Work to be completed:
Restate each of the lines given below, word for word.

Records provided:
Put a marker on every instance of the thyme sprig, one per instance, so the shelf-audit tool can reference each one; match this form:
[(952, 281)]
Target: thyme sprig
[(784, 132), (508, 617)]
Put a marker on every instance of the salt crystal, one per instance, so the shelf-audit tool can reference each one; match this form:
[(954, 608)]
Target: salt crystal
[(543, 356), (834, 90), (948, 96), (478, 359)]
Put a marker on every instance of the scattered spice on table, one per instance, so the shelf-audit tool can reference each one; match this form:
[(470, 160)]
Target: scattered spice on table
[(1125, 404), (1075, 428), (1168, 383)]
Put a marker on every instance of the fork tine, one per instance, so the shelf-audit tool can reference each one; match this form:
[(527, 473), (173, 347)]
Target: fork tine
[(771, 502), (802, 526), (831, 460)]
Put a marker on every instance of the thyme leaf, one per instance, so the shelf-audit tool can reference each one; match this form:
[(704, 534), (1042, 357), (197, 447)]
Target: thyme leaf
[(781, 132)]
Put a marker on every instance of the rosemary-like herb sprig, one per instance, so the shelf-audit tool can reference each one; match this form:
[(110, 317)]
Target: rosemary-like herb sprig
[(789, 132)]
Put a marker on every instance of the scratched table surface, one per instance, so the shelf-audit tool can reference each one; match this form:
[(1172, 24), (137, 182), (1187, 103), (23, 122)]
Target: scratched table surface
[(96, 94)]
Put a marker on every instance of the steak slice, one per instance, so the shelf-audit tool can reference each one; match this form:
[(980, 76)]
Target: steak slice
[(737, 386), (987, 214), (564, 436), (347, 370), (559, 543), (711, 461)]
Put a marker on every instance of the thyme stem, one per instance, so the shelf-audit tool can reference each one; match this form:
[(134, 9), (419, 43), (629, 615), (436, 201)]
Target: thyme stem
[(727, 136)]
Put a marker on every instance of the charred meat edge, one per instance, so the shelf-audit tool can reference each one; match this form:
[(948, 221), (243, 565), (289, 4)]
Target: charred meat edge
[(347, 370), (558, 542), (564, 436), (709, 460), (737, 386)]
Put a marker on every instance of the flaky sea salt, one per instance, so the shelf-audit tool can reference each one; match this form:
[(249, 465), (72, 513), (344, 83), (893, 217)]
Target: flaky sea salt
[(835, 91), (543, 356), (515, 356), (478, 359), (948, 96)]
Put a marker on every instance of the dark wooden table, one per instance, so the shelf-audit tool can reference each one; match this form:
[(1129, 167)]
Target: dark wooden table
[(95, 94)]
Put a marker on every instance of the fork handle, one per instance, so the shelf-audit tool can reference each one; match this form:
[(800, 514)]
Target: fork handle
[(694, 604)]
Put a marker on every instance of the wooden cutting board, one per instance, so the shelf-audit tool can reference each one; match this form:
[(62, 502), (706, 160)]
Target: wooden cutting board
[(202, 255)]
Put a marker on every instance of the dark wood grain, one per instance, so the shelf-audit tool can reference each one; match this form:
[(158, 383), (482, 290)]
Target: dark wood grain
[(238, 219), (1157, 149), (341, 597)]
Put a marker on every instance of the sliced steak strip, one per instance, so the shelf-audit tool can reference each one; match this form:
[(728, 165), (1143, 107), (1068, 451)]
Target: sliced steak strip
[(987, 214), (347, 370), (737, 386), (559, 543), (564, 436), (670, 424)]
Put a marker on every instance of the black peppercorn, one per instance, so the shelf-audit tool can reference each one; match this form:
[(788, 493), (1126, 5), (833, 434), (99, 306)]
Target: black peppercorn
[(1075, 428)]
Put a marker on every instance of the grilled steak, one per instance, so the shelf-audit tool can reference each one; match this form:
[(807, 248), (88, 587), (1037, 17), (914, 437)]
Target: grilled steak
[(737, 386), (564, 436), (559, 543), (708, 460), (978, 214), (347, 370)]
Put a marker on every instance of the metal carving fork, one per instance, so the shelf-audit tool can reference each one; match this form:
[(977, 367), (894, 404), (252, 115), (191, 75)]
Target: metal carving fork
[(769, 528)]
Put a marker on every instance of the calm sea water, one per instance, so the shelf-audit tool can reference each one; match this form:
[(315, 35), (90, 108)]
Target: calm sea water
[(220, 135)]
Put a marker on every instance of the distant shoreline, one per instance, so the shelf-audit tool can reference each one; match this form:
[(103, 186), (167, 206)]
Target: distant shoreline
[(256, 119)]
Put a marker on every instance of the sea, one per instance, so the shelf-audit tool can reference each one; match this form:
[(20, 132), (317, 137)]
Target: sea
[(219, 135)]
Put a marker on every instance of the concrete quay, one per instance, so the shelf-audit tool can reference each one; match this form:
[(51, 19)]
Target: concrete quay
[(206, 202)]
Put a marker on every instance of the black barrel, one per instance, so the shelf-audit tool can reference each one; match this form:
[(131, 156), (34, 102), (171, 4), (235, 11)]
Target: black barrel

Result of the task:
Put a marker on every instance of the thyme sprig, one per instance, so the shelf-audit tool can reference each one; match this form:
[(952, 281)]
Target: thyme sprig
[(784, 132), (508, 617)]
Put a marker on every instance of the salt crystal, one per instance, so the shelf-audit tool can reference each one; match this form:
[(954, 608)]
Target: salt crystal
[(543, 356), (834, 90), (948, 96), (478, 359)]
Put a marker on every instance of the scattered spice on table, one per instance, so the shelf-audit tool can reference each one; match this form:
[(470, 160)]
Target: scattered spice on table
[(1125, 404), (1075, 428), (1168, 383)]
Put a marker on every instance of the fork tine, one per instance, so the shelf-audit tool can reference each one; match this form:
[(527, 473), (173, 347)]
Target: fork tine
[(771, 502), (802, 526), (831, 460)]
Put a marker on every instance of the thyme leaf, one per instance, so the shelf-audit tool can reference each one; match this form:
[(704, 534), (1042, 357), (197, 447)]
Target: thyme leaf
[(781, 132)]
Put a marker on every instance of the rosemary-like herb sprig, one per instance, so the shelf-audit tool can reference each one; match this form:
[(110, 317)]
Target: rosemary-like herb sprig
[(789, 132)]
Put a marker on every instance of the scratched table surface, one per instance, so the shelf-audit tool can reference each one; match this form:
[(1172, 24), (137, 182), (1187, 103), (23, 122)]
Target: scratched table surface
[(96, 94)]
Put a marker on every instance of the steak slice, one per instance, so the shelf-audit tool can reference each one; match this form:
[(980, 76)]
Target: steak slice
[(737, 386), (987, 214), (564, 436), (347, 370), (559, 543), (711, 461)]
Put a marker on every instance of the thyme stem, one per instance, so the shelf-audit tool can reference each one; match this form:
[(134, 9), (419, 43), (629, 615), (436, 201)]
Target: thyme stem
[(727, 136)]
Put a marker on every instance of the charred meat edge, one per instance, so the shelf-audit tool can reference each one; match this form:
[(948, 221), (243, 565), (289, 4)]
Target: charred meat edge
[(347, 370), (558, 542), (564, 436), (709, 460), (737, 386)]
Put a marker on every instance of the flaky sea salt, one per instance, so the shelf-audit tool can reference each one; match this form:
[(249, 465), (72, 513), (344, 83), (893, 217)]
Target: flaky sea salt
[(835, 91), (543, 356), (515, 356), (478, 359), (948, 96)]
Put a marker on every instance of the dark wooden table, one per instance, so the shelf-audit tool can reference each one; match this form:
[(1129, 167)]
Target: dark wooden table
[(95, 94)]
Put a marker on every instance of the fork handle, one per instance, so the shelf-audit tool can reference each one; match this form:
[(800, 514)]
Target: fork handle
[(694, 604)]
Put a marker on every instance of the wooden cutting board, one per instance, so the shelf-audit tool can reference each one; match this form:
[(62, 502), (706, 160)]
Target: wooden cutting board
[(202, 255)]
Put a marker on every instance of the dark wood grain, one per instance, so the shelf-audit tool can reference each one; match this form:
[(158, 383), (482, 290)]
Target: dark wood grain
[(238, 219), (1157, 149), (341, 597)]
Put a marker on every instance of the sliced steak strip, one per instance, so the shelf-audit tool can reference each one; match this form:
[(728, 165), (1143, 107), (1068, 451)]
Target: sliced steak strip
[(987, 214), (347, 370), (737, 386), (559, 543), (564, 436), (670, 424)]
Put a marker on every instance of the black peppercorn, one per instance, so the shelf-audit tool can reference each one; match this form:
[(788, 493), (1126, 5), (833, 434), (99, 306)]
Target: black peppercorn
[(1075, 428)]
Put a marker on every instance of the grilled steak, one per instance, so the shelf-audit tool can reference each one; match this form:
[(807, 248), (88, 587), (1037, 17), (914, 437)]
Target: grilled steak
[(737, 386), (564, 436), (559, 543), (708, 460), (978, 214), (347, 370)]
Put a marker on every instance of the metal carving fork, one per instance, so the shelf-audit tool can reference each one; match this form:
[(977, 367), (894, 404), (252, 115), (191, 75)]
Target: metal carving fork
[(769, 528)]
Put a marker on every instance of the calm sea water, one per instance, so the shelf-audit tool can reference each one; match this form:
[(315, 35), (90, 108)]
Target: calm sea water
[(220, 135)]
Put a marker on every instance of the distant shoreline, one per instance, so the shelf-audit tool can reference each one; match this form:
[(103, 186), (167, 206)]
Target: distant shoreline
[(256, 119)]
Put a marker on every instance of the sea, one per instance, so the shelf-audit tool can reference each one; match this form:
[(20, 132), (317, 137)]
Target: sea
[(219, 135)]
Put a marker on every instance of the concrete quay, one per instance, so the shelf-audit tool can reference each one; match this form:
[(51, 19)]
Target: concrete quay
[(206, 202)]
Put a marker on every instance of the black barrel, one per instance, so the shelf-audit tool can reference each one; match this form:
[(131, 156), (34, 102), (171, 4), (235, 11)]
Target: black barrel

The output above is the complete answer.